> _PROVIDED TEXT_
"Digital solutions could reduce health expenditure for the chronically ill by at least 30 billion euros per year".

In Germany, we have a very differentiated health care system in which many actors work together in the care of patients. Digitalisation represents a great opportunity to improve the interaction of these actors. Jeremy Dähn, Chief Digital Officer and Head of Digital Business Models at Johanniter, and Amir Humanfar, Co-Founder of the Berlin-based start-up HUM Systems, explain how this can happen.

Mr Dähn, you work at Johanniter GmbH as a "driver of digital transformation", as can be read in your Xing profile. What exactly do you mean by this, and where do you focus in the multifaceted Johanniter world, which includes a wealth of hospitals, specialist and rehabilitation clinics, medical care and therapy centres, senior citizens' homes, hospices and care facilities?

Jeremy Dähn: You have to know that I have been with Johanniter for one year now and that my cross-sectoral leadership position for digitalisation and innovation did not exist before. The topic area was partly the responsibility of the individual hospitals and facilities and there with the respective management or with the Johanniter Competence Centre in Berlin, our in-house IT service manager. I link these individual strands, examine new options and give impulses in all directions.


What is important in this process?

Dähn: I work hand in hand with the Chief Information Officer of Johanniter, with a particular focus on the role of patients in the digital transformation. This means that the Johanniter Competence Centre is the heart of everything digital. This is where everything comes together. And the additional services and innovations that I am now developing with the clinics and facilities - from the outpatient to the inpatient sector, from the clinical to the nursing sector - will only work if I can base them on the IT infrastructure and apply them. This must be examined in each case. In addition, as many sectors as possible should benefit from the proposed changes. That is why my focus is primarily on chronically ill patients.

> _STORED DATA_
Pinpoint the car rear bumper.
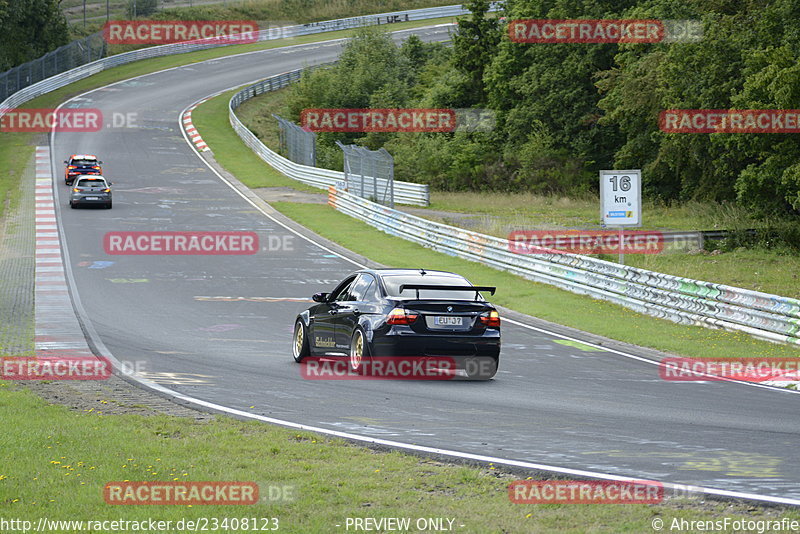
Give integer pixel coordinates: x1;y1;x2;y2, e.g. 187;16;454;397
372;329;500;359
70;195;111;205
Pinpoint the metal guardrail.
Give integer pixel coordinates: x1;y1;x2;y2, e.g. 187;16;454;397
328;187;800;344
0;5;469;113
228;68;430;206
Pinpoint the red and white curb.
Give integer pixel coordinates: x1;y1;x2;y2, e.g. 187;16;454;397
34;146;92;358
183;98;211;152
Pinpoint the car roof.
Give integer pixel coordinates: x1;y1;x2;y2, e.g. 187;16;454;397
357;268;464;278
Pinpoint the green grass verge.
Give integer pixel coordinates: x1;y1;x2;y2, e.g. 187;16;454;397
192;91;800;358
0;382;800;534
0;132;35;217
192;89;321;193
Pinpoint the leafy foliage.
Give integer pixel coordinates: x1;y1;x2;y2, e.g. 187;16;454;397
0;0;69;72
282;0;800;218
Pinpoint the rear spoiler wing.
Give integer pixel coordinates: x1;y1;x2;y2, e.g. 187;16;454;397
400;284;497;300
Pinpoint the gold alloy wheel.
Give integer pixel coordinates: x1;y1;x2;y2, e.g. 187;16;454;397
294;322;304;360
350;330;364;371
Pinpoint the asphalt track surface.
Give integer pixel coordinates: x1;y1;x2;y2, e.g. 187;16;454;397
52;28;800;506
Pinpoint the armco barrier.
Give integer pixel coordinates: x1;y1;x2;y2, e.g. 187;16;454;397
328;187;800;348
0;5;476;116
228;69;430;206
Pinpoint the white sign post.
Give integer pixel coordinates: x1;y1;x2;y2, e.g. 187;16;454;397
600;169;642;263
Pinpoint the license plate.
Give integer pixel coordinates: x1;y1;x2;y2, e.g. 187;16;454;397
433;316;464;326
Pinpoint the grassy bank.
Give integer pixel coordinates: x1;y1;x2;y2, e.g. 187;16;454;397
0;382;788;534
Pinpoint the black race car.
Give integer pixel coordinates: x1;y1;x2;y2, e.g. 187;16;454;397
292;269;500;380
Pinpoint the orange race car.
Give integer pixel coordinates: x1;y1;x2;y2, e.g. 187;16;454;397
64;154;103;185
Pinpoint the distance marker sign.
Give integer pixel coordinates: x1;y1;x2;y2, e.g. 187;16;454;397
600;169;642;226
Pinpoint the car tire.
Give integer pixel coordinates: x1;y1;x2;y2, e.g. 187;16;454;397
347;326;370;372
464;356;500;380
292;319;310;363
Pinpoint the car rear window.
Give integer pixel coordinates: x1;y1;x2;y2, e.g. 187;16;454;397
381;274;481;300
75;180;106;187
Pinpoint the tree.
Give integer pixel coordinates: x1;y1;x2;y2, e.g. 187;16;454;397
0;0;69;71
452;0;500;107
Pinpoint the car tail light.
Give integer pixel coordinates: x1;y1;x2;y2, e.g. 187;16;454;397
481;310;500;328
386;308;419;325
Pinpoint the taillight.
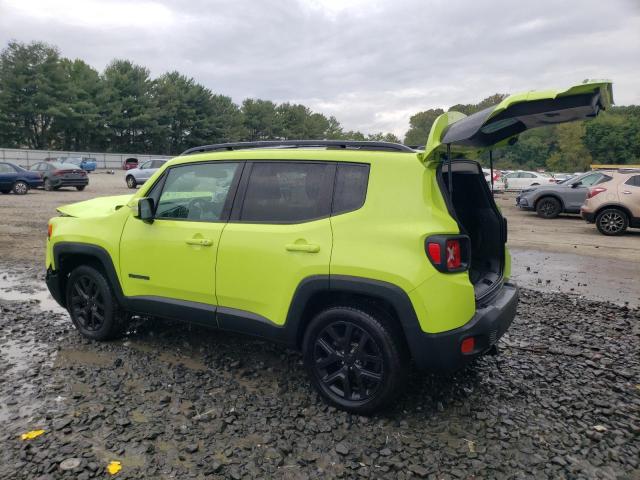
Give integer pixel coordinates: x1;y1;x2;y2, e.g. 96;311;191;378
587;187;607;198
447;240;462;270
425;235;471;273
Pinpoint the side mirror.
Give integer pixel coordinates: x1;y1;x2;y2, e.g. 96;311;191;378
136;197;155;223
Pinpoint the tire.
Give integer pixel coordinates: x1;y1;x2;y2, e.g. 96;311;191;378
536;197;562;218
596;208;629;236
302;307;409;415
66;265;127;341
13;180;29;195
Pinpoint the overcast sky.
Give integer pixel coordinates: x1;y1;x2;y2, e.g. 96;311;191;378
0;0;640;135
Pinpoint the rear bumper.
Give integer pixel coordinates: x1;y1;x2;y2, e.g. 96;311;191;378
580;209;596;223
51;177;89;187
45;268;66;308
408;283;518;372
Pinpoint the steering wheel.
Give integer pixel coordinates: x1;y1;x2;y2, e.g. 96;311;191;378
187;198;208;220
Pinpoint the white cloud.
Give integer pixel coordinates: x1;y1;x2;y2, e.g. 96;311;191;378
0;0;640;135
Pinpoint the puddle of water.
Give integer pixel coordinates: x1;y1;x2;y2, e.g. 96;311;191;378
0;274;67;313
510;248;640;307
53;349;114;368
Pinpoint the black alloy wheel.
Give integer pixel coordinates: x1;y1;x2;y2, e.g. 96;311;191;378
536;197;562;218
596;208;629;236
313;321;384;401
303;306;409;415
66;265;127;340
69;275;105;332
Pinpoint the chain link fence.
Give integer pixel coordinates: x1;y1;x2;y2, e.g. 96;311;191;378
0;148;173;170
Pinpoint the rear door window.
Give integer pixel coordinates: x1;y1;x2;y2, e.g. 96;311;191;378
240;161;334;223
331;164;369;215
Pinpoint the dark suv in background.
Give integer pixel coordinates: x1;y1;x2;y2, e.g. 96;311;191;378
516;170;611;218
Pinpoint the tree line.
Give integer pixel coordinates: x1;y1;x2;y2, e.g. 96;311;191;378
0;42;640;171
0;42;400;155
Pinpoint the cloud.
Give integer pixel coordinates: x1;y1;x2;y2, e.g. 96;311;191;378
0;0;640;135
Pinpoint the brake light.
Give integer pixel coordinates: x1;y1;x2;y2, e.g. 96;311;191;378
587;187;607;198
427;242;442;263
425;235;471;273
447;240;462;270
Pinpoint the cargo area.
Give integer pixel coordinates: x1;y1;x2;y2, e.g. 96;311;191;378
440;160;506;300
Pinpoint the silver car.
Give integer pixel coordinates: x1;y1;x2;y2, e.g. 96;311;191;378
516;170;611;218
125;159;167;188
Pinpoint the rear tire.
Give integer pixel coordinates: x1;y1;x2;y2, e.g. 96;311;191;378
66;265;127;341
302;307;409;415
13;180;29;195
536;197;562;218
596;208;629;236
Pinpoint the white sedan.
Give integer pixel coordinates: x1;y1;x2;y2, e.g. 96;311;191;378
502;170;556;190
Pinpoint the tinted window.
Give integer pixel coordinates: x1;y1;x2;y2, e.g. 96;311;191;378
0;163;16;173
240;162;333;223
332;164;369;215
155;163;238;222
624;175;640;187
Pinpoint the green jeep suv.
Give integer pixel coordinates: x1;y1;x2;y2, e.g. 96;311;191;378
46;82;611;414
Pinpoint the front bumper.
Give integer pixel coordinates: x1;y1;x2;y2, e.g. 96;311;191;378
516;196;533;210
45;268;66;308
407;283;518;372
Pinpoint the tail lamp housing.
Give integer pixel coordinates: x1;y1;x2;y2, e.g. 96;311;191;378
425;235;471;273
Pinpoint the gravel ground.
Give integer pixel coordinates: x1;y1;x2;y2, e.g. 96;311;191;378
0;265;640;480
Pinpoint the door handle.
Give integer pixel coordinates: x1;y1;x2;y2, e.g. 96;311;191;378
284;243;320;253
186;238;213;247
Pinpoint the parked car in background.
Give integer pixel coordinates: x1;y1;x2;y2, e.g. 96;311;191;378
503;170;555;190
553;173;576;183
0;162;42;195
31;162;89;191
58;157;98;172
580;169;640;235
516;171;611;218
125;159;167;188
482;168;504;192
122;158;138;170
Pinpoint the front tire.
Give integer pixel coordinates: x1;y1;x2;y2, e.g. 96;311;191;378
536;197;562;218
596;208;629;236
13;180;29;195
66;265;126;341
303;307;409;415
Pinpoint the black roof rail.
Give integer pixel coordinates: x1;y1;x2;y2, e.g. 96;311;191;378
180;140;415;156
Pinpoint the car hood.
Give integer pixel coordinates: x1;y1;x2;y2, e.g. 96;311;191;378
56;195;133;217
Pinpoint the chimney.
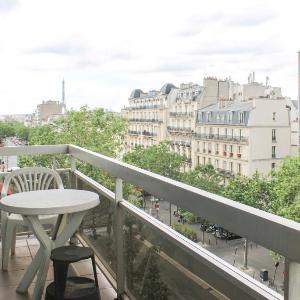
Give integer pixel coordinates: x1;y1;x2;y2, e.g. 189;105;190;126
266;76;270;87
* * *
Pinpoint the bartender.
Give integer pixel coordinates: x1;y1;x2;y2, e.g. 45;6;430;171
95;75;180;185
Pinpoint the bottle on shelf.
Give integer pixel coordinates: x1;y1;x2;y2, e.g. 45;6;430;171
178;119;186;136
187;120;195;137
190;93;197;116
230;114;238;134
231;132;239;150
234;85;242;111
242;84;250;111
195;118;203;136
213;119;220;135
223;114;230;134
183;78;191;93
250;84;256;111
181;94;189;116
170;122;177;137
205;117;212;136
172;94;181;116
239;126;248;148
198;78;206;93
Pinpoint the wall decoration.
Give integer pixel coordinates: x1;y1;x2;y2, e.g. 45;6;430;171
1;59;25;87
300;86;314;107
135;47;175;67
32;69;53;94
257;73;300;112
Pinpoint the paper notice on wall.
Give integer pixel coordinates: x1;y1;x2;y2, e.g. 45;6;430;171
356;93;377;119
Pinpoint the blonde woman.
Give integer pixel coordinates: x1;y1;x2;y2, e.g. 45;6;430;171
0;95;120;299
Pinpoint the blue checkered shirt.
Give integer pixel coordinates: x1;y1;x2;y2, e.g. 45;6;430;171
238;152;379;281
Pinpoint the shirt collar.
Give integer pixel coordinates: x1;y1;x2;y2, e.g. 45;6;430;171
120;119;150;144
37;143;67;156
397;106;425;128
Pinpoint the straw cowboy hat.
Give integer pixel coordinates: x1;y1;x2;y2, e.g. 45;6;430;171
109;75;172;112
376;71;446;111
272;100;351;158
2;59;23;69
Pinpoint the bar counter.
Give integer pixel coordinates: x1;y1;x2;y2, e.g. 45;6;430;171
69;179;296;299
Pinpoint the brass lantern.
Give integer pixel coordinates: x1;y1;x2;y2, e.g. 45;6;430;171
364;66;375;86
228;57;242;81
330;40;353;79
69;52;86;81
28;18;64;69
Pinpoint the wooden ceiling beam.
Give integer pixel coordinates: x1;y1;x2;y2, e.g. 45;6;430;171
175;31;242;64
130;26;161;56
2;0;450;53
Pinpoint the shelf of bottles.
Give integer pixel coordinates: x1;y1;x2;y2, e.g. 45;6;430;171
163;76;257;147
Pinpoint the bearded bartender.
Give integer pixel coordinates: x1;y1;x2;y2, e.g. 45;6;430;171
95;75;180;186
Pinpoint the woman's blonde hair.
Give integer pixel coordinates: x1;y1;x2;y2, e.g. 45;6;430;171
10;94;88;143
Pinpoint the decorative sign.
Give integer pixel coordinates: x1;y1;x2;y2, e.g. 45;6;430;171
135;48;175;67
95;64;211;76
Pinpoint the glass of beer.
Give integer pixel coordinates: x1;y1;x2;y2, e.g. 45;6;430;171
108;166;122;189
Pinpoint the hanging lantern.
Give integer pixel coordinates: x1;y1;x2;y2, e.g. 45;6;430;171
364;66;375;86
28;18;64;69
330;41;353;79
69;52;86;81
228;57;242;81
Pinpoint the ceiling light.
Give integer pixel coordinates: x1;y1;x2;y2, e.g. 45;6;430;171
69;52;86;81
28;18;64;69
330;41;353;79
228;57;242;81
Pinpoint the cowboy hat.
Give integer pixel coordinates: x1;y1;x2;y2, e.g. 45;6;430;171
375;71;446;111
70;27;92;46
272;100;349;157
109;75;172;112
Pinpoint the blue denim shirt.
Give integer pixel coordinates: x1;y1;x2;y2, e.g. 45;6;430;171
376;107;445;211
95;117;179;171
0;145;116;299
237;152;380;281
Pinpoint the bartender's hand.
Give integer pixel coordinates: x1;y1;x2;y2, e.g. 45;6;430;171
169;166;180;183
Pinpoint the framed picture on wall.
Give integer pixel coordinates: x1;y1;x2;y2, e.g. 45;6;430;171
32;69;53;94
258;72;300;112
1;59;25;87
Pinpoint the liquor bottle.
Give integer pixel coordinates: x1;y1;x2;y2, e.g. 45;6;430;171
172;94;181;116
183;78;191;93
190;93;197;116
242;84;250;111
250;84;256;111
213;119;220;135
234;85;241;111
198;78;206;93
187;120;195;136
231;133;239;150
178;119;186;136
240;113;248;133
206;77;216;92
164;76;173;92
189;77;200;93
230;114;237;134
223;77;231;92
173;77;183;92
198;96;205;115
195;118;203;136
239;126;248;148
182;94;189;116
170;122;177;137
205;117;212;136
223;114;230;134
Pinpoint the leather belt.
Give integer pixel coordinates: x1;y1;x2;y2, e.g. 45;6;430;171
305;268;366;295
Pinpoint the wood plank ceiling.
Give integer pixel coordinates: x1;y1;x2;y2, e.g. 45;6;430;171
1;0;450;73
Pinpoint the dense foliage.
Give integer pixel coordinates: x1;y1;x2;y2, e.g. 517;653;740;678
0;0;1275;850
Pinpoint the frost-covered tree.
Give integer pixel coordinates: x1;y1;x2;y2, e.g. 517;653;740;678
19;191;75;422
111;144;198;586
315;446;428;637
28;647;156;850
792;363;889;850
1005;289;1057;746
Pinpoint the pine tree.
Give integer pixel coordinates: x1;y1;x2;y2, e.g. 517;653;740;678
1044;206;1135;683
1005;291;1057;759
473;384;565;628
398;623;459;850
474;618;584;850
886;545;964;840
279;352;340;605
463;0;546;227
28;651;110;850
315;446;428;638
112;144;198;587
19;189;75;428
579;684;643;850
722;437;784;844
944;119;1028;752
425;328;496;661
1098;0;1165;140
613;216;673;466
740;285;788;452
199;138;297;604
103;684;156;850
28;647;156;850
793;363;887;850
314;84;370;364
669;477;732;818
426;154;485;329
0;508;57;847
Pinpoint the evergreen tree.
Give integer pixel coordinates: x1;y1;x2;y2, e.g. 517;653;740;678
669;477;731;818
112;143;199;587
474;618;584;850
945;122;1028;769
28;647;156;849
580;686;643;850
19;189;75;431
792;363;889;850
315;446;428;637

> _EXERCISE TASKS_
1 – From the interview on digitalization in German health care, list the kinds of facilities the interviewer names as part of the Johanniter world.
2 – Continue the interview on digitalization in German health care from the point where it stops.

> _SOLVED TASKS_
1 –
- hospitals
- specialist and rehabilitation clinics
- medical care and therapy centres
- senior citizens' homes
- hospices
- care facilities

2 –
Why on this group?

Dähn: A chronically ill person is one who has a long-lasting, perhaps lifelong and usually incurable illness and is increasingly dependent on the care and attention of others. The range of chronic diseases extends from the joints, for example arthrosis, the heart and the lungs, such as asthma, to various cancers and the different so-called rare diseases, such as cystic fibrosis. Metabolic disorders such as diabetes or mental disorders and dementia are also of a chronic nature. Frequently, other diseases are added in the course of life, which can exist simultaneously, i.e. side by side, so that one speaks of multimorbidity. As a result, these patients are in continuous contact with Johanniter - for example, they are first treated in the outpatient area of the MVZs, then possibly have a stay in hospital for further therapy or surgery, and later possibly also visit one of our care facilities.

Chronically ill patients are therefore of central importance for various sectors of Johanniter. This is an important reason to take a closer look at this group. In addition, there is the large number of people affected: More than half of all Germans suffer from a chronic illness.


How can you make life easier for the chronically ill with your work?

Dähn: There are a number of chronic diseases that are not curable, but can nevertheless be treated well today through medical and nursing measures. It is important that those affected always receive the treatment that is suitable for them in every phase of their illness. We want to promote this with our work. A continuous exchange between the practitioner and the person being treated is also crucial.


So you want to accompany the individual phases of illness more intensively than before and, if possible, without interruption, in order to optimise care? And "digital" helps with that?

Dähn: Yes. Because in the traditional world of the hospital cosmos, we are unfortunately still in an incidence-driven exchange. That means that the hospital usually only gets to know something about a chronically ill person when he or she is admitted because of an event, for example an accident. What happened to them before, what they have in addition and what happens to them after their stay in hospital often remains largely unknown to the doctors treating them. But especially in the case of multimorbidity, it is advantageous to have an overall medical picture that takes into account previous illnesses, medication, etc., in order to be able to tailor therapy, rehabilitation and aftercare to the individual and thus improve the success of treatment. This is what we strive for.


Why is the holistic view rather rare?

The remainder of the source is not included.